***** Rows

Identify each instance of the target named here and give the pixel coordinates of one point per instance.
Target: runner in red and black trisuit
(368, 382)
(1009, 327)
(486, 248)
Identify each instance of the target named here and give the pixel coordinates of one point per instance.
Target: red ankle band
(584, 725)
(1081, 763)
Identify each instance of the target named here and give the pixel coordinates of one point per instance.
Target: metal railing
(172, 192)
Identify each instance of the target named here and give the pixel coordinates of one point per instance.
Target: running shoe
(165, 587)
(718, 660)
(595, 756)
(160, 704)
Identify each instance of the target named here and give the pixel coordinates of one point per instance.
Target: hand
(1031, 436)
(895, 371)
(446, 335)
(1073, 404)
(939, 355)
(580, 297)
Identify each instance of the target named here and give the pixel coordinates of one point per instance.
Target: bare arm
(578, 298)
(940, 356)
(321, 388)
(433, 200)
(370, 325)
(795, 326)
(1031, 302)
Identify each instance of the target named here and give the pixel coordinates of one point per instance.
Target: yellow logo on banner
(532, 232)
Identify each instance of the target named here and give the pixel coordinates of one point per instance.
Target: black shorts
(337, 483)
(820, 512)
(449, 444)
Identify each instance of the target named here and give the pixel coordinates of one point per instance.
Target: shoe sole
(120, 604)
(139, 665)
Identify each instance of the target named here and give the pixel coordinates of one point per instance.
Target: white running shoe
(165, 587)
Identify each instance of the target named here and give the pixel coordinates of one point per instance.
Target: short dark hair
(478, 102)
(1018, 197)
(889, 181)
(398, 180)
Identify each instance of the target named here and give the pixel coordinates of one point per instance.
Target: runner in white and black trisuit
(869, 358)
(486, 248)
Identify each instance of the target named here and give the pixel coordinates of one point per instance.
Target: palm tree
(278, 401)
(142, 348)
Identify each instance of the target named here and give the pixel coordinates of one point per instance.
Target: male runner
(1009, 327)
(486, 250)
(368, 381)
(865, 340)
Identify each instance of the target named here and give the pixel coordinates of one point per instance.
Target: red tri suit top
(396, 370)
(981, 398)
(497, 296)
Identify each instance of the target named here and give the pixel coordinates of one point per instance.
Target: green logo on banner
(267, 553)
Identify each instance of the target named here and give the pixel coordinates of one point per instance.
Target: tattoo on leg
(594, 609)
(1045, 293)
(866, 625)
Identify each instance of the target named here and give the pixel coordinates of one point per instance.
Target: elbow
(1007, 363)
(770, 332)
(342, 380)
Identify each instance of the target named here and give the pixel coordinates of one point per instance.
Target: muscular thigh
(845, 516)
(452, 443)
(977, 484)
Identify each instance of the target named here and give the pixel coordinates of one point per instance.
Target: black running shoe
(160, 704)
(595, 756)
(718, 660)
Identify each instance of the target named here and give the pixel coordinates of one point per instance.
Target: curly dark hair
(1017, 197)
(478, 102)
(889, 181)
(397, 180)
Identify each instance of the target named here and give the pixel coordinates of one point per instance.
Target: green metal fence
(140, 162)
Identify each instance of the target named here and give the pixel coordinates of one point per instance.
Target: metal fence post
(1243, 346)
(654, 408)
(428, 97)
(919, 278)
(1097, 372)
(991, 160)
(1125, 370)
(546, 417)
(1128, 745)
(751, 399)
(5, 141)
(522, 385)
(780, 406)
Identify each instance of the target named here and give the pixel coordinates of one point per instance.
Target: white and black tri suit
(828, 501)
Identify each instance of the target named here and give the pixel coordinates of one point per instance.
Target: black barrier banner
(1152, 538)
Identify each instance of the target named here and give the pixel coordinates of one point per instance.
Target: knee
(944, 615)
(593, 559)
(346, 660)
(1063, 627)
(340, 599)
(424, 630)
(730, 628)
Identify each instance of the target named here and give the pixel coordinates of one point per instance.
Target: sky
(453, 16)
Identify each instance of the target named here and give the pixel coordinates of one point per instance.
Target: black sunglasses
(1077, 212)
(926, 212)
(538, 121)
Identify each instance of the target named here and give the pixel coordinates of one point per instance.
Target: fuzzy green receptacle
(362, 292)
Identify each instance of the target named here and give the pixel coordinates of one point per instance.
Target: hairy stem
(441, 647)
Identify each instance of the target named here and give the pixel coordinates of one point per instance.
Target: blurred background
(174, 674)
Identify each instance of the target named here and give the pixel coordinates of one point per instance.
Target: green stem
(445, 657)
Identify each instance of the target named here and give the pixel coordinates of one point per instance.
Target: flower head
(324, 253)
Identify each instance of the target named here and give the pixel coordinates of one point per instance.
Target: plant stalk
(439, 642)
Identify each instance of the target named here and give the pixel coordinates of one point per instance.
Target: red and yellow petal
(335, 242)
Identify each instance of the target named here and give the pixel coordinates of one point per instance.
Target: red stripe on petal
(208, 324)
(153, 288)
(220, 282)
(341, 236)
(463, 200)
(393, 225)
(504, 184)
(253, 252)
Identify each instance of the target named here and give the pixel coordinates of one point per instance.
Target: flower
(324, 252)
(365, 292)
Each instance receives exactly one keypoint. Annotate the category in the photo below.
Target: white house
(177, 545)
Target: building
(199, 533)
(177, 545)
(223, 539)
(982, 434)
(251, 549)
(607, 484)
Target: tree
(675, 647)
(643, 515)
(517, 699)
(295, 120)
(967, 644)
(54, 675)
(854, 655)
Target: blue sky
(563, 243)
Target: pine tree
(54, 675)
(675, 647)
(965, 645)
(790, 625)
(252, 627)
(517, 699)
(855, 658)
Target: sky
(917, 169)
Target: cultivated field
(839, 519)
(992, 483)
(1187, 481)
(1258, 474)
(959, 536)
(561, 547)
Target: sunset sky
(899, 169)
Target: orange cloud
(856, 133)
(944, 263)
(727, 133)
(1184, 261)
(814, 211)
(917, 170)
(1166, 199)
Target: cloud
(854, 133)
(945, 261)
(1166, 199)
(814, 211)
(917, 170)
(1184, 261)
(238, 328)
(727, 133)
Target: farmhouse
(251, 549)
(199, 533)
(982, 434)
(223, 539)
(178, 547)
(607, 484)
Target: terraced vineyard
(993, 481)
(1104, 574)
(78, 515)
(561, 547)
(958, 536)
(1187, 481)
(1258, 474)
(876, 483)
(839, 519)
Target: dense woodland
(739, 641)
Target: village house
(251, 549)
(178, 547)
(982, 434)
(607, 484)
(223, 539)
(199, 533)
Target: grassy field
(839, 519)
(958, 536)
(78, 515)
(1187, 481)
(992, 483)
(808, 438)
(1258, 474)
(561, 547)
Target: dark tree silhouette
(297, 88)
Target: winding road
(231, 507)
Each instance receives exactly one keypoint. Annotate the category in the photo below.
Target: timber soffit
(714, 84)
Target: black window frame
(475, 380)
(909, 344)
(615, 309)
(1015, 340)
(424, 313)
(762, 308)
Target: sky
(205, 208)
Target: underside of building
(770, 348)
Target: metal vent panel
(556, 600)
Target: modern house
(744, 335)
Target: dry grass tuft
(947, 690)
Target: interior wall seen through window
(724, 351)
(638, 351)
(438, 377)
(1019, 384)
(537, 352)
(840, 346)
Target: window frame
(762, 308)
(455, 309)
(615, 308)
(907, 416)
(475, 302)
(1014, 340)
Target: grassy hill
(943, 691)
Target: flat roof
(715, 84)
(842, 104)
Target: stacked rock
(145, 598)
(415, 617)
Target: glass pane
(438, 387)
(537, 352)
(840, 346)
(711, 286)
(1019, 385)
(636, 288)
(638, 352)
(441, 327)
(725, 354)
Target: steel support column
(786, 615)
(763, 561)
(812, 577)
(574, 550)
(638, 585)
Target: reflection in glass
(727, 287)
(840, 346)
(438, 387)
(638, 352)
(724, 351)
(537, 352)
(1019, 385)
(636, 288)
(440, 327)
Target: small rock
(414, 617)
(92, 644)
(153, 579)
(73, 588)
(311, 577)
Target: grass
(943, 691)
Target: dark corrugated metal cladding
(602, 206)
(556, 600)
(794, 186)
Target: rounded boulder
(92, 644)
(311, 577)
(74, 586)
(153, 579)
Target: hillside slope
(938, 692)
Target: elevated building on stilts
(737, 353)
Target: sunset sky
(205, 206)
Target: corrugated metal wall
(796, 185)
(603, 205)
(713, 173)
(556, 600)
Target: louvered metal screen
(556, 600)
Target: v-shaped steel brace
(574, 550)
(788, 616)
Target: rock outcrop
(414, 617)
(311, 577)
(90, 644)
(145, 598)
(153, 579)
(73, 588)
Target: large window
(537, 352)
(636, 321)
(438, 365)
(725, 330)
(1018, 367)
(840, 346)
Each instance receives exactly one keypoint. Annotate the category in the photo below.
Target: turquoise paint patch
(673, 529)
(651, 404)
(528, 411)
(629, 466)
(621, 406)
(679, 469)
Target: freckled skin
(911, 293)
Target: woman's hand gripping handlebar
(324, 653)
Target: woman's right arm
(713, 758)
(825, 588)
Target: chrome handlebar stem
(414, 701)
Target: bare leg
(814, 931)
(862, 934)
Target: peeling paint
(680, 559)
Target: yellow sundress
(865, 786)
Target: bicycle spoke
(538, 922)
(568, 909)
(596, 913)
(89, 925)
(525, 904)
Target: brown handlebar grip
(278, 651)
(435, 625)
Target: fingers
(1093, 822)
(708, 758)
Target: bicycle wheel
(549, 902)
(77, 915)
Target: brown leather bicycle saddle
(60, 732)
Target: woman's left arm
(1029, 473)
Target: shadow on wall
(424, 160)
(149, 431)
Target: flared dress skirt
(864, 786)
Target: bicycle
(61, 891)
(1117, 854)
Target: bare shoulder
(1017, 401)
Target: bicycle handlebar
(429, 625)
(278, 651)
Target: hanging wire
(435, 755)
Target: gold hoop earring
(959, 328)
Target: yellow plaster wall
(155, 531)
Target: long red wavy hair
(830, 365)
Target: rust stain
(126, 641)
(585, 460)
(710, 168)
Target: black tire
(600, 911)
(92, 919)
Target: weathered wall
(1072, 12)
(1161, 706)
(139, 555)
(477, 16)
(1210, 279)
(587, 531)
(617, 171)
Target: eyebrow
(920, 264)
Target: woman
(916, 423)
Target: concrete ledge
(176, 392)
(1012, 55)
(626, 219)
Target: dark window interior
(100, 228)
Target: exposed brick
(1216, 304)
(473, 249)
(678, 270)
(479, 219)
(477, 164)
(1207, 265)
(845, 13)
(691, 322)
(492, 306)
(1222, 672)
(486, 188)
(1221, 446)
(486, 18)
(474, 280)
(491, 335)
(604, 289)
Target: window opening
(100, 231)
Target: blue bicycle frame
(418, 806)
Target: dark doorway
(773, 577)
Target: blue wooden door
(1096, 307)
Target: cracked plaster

**********

* Goal
Quote, without alteration, the final stretch of the entries: the line with "Target: flared dress skirt" onward to the last line.

* Final result
Target: flared dress skirt
(864, 786)
Target: bicycle
(61, 891)
(1117, 854)
Target: bare shoulder
(1017, 401)
Target: bicycle handlebar
(429, 625)
(278, 651)
Target: hanging wire
(435, 755)
Target: gold hoop earring
(959, 328)
Target: yellow plaster wall
(155, 531)
Target: long red wavy hair
(830, 365)
Target: rust stain
(126, 641)
(585, 460)
(710, 168)
Target: black tire
(600, 911)
(92, 919)
Target: weathered wall
(1072, 12)
(1161, 706)
(139, 555)
(477, 16)
(1210, 279)
(587, 531)
(617, 171)
Target: eyebrow
(920, 264)
Target: woman
(916, 423)
Target: concrete ledge
(176, 392)
(1012, 55)
(626, 219)
Target: dark window interior
(100, 228)
Target: exposed brick
(1216, 304)
(473, 249)
(678, 270)
(479, 219)
(477, 164)
(1207, 265)
(845, 13)
(691, 322)
(492, 306)
(1222, 672)
(486, 188)
(1221, 446)
(486, 18)
(474, 280)
(491, 335)
(604, 289)
Target: window opening
(100, 231)
Target: blue bicycle frame
(418, 806)
Target: dark doorway
(773, 577)
Target: blue wooden door
(1096, 307)
Target: cracked plaster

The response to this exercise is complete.